### TASK DIRECTIONS
Copy everything in the melanoma text below from "Clark level (depth" down to "melanomas (≤1.0 mm).".

### GIVEN TEXT
↓↓↓
Clinical meaning
Cutaneous melanoma arises from malignant transformation of melanocytes, the pigment-producing cells in the stratum basale of the epidermis. Melanoma accounts for only 4% of skin cancers but causes 80% of skin cancer deaths due to its aggressive metastatic potential.
Melanoma subtypes include: superficial spreading melanoma (70% — most common, radial growth phase with lateral spread before vertical invasion), nodular melanoma (15% — most aggressive, lacks radial growth phase, presents as rapidly growing raised nodule with early vertical invasion), lentigo maligna melanoma (10% — arises on chronically sun-damaged skin in elderly, face/neck, slow progression from lentigo maligna in situ), and acral lentiginous melanoma (5% in Caucasians, most common subtype in darker-skinned individuals — palms, soles, nail beds; Bob Marley died of undiagnosed acral melanoma).
Breslow depth is the SINGLE MOST IMPORTANT prognostic factor — it measures tumor thickness in millimeters from the granular layer of the epidermis to the deepest point of tumor invasion. The 2018 AJCC 8th edition staging uses Breslow depth thresholds: T1 (≤1.0 mm), T2 (1.01-2.0 mm), T3 (2.01-4.0 mm), T4 (>4.0 mm). Ulceration upstages the T classification (e.g., T1b = ≤1.0 mm with ulceration, has worse prognosis than T2a = 1.01-2.0 mm without ulceration).
Clark level (depth of invasion by anatomical layer — epidermis through subcutis) has been largely replaced by Breslow depth for staging but remains relevant for thin melanomas (≤1.0 mm).
Sentinel lymph node biopsy (SLNB) is recommended for melanomas >0.8 mm Breslow depth or ≤0.8 mm with ulceration or high mitotic rate, as it provides the most accurate N staging and guides adjuvant therapy decisions. BRAF mutation testing is performed on stage III/IV melanomas because ~50% harbor BRAF V600E mutations, making them candidates for targeted therapy (vemurafenib, dabrafenib) and combination therapy (BRAF + MEK inhibitor).
↑↑↑
### SUPPLIED MATERIAL
↓↓↓
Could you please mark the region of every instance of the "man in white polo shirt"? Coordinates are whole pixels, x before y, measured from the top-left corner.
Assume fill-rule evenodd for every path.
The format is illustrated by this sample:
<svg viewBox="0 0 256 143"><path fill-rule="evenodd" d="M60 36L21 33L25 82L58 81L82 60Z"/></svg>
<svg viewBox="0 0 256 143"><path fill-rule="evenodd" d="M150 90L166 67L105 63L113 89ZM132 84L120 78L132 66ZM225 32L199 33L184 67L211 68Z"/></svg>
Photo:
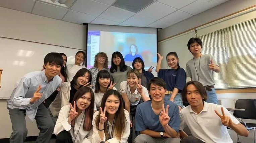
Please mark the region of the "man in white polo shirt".
<svg viewBox="0 0 256 143"><path fill-rule="evenodd" d="M232 143L227 127L238 135L248 136L249 132L222 106L205 102L205 88L198 81L187 83L182 93L183 101L190 105L180 111L181 143ZM194 137L188 137L182 130L187 126Z"/></svg>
↑↑↑
### PROBLEM SOLUTION
Clark level (depth of invasion by anatomical layer — epidermis through subcutis) has been largely replaced by Breslow depth for staging but remains relevant for thin melanomas (≤1.0 mm).